## Problems and tasks
a) Write out the portion of the dead-mother passage between "For one will" and "their deceased loves.", inclusive.
b) Carry on the dead-mother passage from its final sentence.

For one will have understood that it is passivity that is at the heart of the conflict, here: passivity or passivation as primary feminity, feminity common to the mother and the infant. The blank mourning for the dead mother will be the common body of their deceased loves.
When analysis has succeeded in rendering life, at least partially, to the aspect of the child which is identified with the dead mother, a strange reversal will take place. Restored vitality remains the prey of a captive identification. What then happens is not easily interpretable. The former dependency of the child upon the mother, at a time when the infant still needs the adult, becomes inverted. From now on, the relation between the child and the dead mother is turned inside-out like the fingers of a glove. The healed child owes his health to the incomplete reparation of the mother who remains ill. This is translated by the fact that it is then the mother who depends on the child. This seems to me to be a different movement from that which is usually described as reparation. It has less to do with positive acts, which are the expression of remorse, than simply a sacrifice of this vitality on the altar of the mother, by renouncing the use of these new potentialities of the ego, to obtain possible pleasures. The interpretation to give the analysand then is that everything is happening as though his activity were aimed at furnishing the analysis with an occasion to interpret, less for himself than for the analyst, as though it were the analyst who needed the analysand, contrary to what had been the case previously.

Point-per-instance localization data
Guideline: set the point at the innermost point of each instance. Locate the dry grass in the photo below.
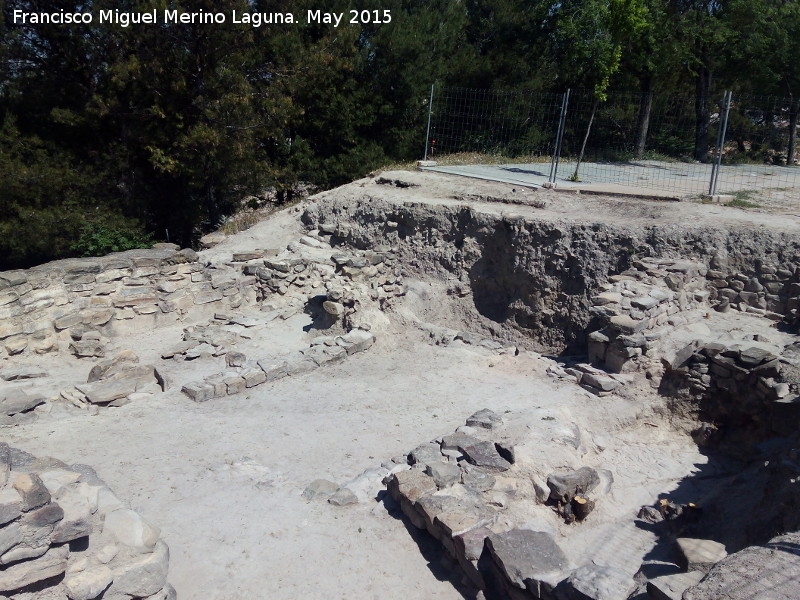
(248, 217)
(467, 158)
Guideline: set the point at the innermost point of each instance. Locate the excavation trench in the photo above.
(639, 379)
(701, 319)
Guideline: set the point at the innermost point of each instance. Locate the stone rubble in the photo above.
(464, 487)
(64, 535)
(324, 350)
(76, 304)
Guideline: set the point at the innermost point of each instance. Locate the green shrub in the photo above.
(110, 235)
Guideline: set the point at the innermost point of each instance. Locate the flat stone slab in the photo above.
(17, 401)
(564, 486)
(671, 587)
(484, 418)
(599, 582)
(528, 556)
(54, 562)
(769, 571)
(320, 488)
(22, 373)
(485, 455)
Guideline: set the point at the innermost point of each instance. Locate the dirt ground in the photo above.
(223, 479)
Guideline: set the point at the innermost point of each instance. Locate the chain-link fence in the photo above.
(666, 144)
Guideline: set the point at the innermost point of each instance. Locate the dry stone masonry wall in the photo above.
(74, 304)
(536, 278)
(64, 535)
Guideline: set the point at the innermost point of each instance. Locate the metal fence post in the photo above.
(559, 138)
(721, 133)
(430, 112)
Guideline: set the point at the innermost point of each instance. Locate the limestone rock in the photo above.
(16, 401)
(485, 455)
(356, 340)
(10, 536)
(131, 529)
(764, 572)
(32, 491)
(485, 419)
(700, 555)
(88, 584)
(24, 372)
(671, 587)
(46, 515)
(444, 474)
(529, 559)
(52, 563)
(598, 582)
(144, 576)
(235, 359)
(335, 309)
(564, 486)
(425, 454)
(343, 497)
(320, 488)
(77, 520)
(411, 484)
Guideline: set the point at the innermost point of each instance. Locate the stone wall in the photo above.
(52, 307)
(637, 305)
(536, 278)
(64, 535)
(742, 393)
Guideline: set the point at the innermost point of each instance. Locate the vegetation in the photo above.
(111, 136)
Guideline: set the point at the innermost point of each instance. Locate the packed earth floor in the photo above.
(375, 394)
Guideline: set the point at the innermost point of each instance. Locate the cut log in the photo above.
(581, 507)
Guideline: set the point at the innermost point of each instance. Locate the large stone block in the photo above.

## Replies
a)
For one will have understood that it is passivity that is at the heart of the conflict, here: passivity or passivation as primary feminity, feminity common to the mother and the infant. The blank mourning for the dead mother will be the common body of their deceased loves.

b)
How is one to explain this change? Behind the manifest situation there is an inverted vampiric fantasy. The patient spends his life nourishing his dead, as though he alone has charge of it. Keeper of the tomb, sole possessor of the key of the vault, he fulfils his function of foster-parent in secret. He keeps the dead mother prisoner, and she remains his personal property. The mother has become the infant of the child. It is for him to repair her narcissistic wound.
A paradox arises here: if the mother is in mourning, dead, she is lost to the subject, but at least, however afRicted she may be, she is there. Dead and present, but present nonetheless. The subject can take care of her, attempt to awaken her, to cure her. But in return, if cured, she awakens and is animate and lives, the subject loses her again, for she abandons him to go about her own affairs, and to become attached to other objects -with the result that the subject is caught between two losses: presence in death, or absence in life. Hence the extreme ambivalence concerning the desire to bring the dead mother back to life.